PROBLEM:
Reproduce the records exactly, starting with the line that contains "One point goes on every instance of the mountain" and going on through the line that contains "x=442 y=209". Leave the pictures out of your copy.

##### ENTRIES SUPPLIED

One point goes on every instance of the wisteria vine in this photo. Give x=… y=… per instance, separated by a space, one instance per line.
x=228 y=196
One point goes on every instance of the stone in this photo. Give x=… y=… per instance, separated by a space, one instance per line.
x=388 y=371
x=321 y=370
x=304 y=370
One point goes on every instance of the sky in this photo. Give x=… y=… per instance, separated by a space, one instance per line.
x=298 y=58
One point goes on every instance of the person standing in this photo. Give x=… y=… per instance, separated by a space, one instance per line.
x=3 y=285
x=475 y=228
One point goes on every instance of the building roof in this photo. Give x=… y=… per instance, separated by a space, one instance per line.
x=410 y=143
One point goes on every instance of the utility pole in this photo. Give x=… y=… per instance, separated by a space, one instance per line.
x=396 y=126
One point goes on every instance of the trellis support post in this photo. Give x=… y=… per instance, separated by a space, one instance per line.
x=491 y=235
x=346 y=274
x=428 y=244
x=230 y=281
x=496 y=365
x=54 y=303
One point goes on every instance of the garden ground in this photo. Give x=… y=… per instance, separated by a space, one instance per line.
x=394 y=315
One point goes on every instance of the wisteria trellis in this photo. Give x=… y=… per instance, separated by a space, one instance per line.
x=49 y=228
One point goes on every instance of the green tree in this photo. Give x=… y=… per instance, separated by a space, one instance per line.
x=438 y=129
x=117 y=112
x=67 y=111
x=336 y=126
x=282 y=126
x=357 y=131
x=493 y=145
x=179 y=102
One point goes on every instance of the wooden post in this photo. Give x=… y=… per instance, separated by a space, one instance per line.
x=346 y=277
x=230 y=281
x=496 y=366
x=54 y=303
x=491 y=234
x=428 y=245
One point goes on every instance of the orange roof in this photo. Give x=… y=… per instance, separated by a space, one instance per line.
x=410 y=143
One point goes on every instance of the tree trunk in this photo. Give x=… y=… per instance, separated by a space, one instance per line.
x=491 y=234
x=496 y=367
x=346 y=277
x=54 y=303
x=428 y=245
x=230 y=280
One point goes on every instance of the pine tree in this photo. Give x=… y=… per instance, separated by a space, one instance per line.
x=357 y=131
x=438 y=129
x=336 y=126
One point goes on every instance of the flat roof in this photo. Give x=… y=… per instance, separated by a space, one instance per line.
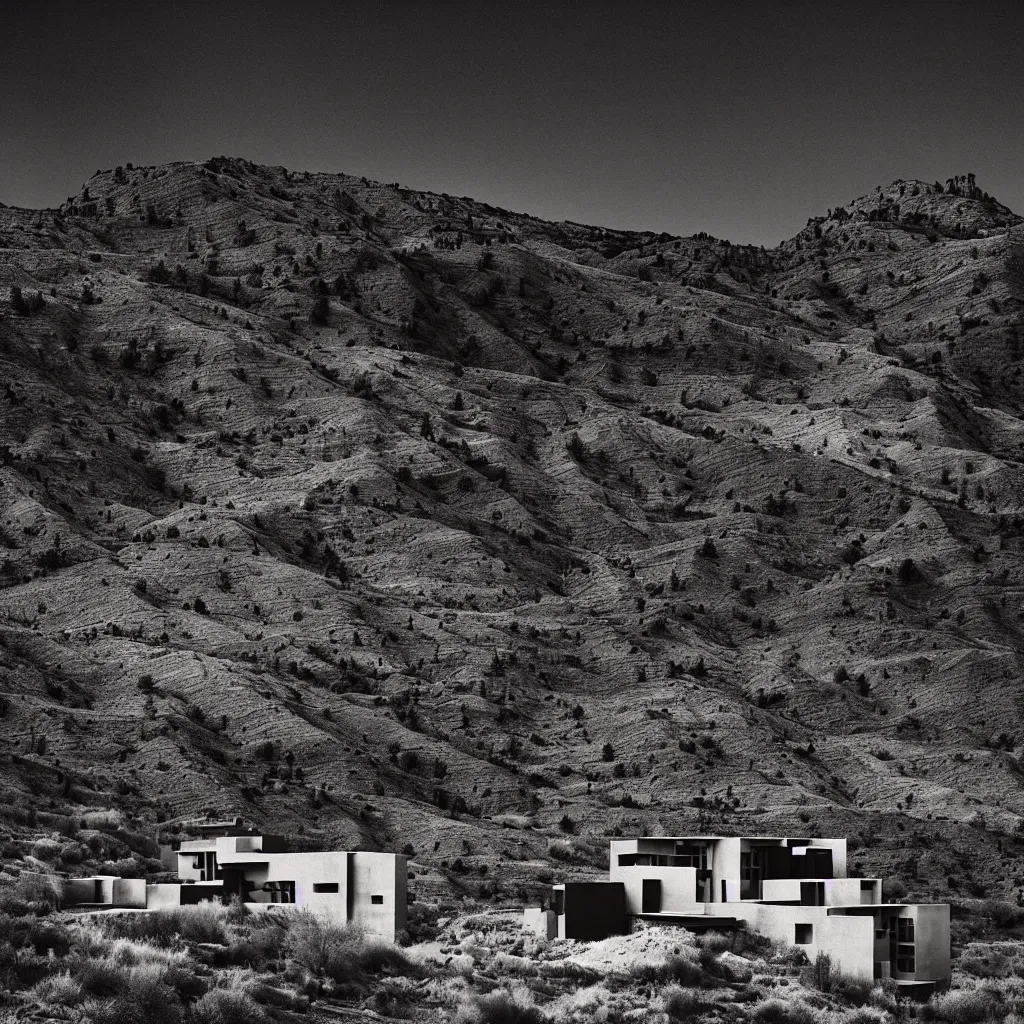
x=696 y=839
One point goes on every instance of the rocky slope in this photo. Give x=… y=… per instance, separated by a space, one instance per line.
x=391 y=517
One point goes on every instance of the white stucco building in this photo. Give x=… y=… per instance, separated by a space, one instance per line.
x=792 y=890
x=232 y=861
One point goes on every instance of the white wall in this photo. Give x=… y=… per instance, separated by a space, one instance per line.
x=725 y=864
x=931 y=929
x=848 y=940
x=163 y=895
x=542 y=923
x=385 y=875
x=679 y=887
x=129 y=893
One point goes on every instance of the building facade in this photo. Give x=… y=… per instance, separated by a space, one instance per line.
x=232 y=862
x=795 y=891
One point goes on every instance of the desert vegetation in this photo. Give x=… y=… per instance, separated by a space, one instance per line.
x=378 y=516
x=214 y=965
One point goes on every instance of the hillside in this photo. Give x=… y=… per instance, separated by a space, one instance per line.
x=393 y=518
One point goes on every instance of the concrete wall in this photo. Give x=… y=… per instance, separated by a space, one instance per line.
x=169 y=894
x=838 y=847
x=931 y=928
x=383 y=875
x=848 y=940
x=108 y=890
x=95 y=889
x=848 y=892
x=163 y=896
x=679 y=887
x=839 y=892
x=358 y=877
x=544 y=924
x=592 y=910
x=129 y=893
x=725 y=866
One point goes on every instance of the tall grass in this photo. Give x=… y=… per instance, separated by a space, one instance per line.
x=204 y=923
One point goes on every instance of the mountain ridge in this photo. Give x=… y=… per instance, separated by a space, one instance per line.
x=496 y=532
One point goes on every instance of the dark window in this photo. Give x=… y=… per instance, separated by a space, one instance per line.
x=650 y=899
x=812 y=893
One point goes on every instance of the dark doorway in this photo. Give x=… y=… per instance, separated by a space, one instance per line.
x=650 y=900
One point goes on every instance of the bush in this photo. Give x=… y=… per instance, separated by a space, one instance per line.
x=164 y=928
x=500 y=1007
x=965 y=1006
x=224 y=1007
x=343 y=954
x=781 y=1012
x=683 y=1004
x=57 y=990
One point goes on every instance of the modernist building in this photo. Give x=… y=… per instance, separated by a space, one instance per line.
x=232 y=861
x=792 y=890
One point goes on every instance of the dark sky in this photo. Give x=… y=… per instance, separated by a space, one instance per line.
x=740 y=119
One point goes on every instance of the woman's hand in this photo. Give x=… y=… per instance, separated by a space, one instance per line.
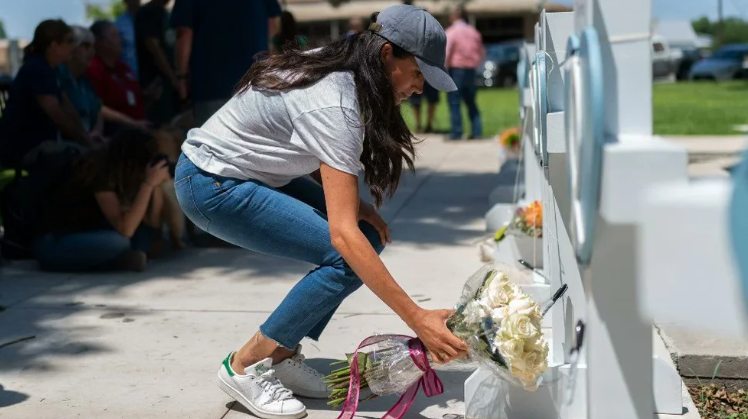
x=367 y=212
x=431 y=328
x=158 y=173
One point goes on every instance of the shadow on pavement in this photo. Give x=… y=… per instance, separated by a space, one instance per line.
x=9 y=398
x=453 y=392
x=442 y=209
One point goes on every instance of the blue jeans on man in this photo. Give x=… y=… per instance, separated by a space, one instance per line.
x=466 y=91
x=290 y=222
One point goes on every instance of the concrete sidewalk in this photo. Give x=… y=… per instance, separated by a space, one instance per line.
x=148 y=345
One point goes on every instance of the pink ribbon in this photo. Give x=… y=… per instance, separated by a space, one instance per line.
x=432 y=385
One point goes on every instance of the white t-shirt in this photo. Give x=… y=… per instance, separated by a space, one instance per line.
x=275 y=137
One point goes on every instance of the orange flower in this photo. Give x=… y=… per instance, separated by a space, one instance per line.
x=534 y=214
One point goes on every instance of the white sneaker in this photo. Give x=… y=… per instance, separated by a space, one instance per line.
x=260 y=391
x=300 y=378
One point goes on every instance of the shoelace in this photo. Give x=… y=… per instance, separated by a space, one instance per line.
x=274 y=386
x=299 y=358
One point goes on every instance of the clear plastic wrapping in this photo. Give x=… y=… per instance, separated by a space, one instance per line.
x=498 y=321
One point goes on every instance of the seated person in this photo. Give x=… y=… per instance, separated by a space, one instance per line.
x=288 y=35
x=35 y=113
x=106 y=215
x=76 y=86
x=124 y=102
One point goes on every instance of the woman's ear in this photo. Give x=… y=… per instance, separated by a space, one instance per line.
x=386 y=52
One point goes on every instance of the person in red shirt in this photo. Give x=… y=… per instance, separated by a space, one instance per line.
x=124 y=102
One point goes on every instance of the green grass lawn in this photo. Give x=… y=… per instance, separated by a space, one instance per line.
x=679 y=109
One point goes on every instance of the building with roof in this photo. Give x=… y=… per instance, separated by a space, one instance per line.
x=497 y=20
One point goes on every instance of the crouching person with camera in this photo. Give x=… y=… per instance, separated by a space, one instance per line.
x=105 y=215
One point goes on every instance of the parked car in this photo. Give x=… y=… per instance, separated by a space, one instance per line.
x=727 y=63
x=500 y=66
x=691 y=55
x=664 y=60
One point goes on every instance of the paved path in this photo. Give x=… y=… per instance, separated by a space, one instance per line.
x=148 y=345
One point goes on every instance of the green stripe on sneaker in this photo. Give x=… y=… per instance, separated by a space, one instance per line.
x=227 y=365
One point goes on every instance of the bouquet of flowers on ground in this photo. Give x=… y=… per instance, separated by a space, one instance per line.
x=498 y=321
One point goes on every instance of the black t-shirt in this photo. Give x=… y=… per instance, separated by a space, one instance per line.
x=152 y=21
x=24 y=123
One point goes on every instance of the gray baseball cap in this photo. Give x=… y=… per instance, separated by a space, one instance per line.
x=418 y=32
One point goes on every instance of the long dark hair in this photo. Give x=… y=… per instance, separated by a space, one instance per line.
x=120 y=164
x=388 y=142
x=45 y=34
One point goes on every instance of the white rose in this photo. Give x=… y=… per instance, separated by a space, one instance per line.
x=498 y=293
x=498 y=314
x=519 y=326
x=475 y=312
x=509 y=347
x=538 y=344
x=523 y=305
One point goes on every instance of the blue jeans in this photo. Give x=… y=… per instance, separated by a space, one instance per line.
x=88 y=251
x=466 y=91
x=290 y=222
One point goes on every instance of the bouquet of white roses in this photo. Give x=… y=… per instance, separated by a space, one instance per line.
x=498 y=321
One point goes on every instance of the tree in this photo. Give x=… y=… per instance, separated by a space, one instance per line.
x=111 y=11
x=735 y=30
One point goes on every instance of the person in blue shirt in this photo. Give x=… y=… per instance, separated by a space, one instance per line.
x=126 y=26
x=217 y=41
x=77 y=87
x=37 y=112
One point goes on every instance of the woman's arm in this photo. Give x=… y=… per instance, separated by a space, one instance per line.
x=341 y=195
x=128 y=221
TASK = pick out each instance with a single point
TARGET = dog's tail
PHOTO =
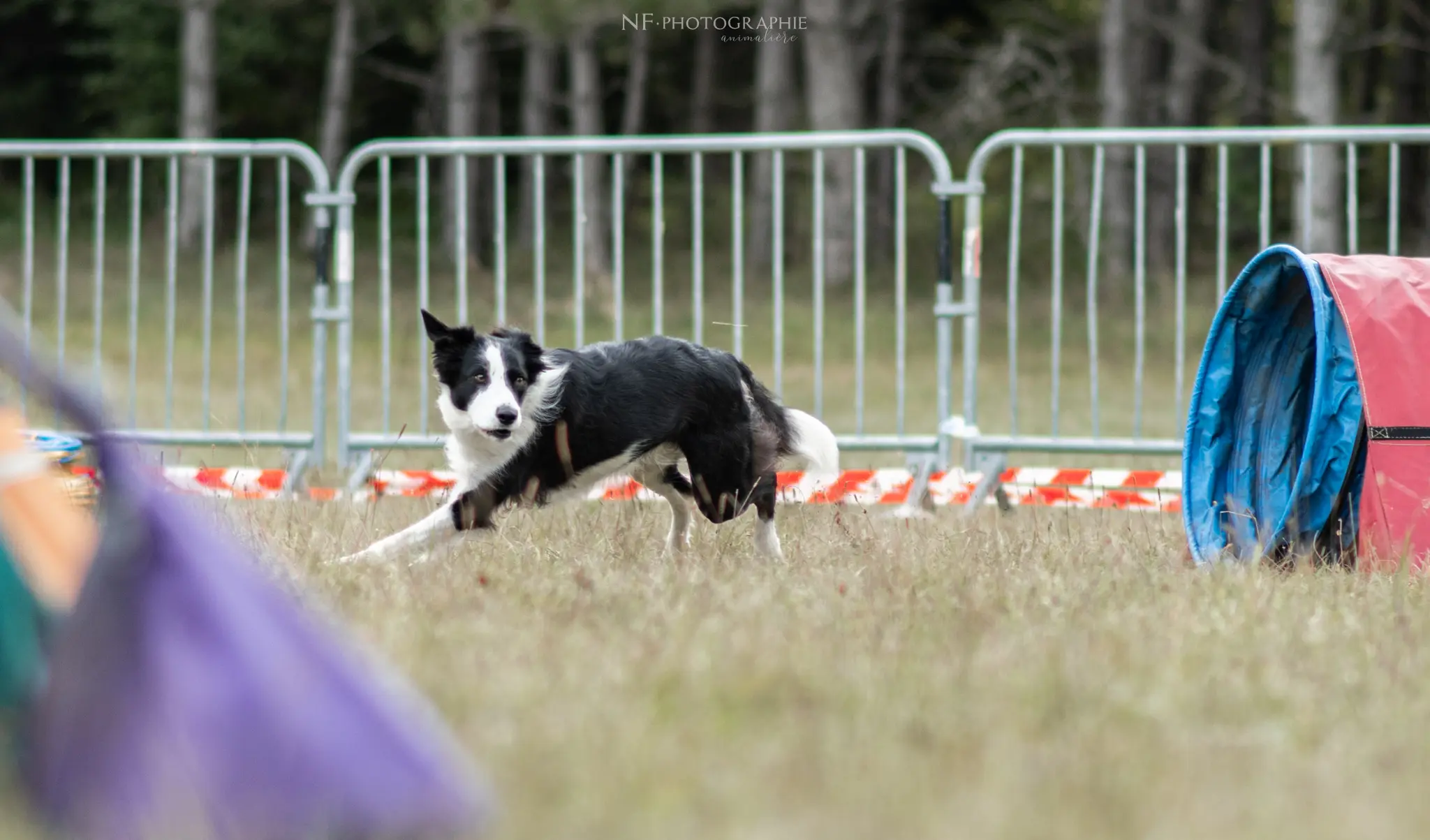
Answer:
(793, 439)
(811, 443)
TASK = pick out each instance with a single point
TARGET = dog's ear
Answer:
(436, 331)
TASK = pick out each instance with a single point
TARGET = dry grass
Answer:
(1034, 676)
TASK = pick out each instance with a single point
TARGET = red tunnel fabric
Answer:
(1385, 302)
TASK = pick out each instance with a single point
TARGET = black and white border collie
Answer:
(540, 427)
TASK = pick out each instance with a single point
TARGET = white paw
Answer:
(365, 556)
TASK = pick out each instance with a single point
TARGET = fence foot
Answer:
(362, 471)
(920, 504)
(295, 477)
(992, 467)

##########

ANSWER TO THE PROBLEM:
One point goes on every instance of the mountain ridge in this photo. Give x=… y=… per instance, separated by a space, one instance per line.
x=496 y=532
One point goes on every instance of the dark window in this photo. Give x=… y=… per instance, separated by a space, one instance per line.
x=650 y=899
x=812 y=893
One point goes on every instance of the dark doorway in this photo. Give x=… y=… per instance, separated by a space, one instance per line.
x=650 y=900
One point goes on every instance of the bush in this photo. Give x=… y=… per instance, separated by a space, one instance per line.
x=164 y=928
x=500 y=1007
x=965 y=1006
x=224 y=1007
x=343 y=954
x=781 y=1012
x=683 y=1004
x=57 y=990
One point goes on every instance of the modernist building in this photo. Give x=… y=… per instance, separated by a space, one instance per line.
x=232 y=861
x=792 y=890
One point goes on every instance of the dark sky in this photo. Give x=… y=… per instance, separated by a space, one instance per line.
x=740 y=119
One point goes on every instance of the woman's hand in this photo. Give x=… y=… per instance, separated by a space, one instance per line.
x=367 y=212
x=431 y=328
x=158 y=173
One point goes on every instance of the shadow on pavement in this photo. Give x=… y=… per instance, separated by a space, one instance per line.
x=9 y=398
x=453 y=392
x=442 y=209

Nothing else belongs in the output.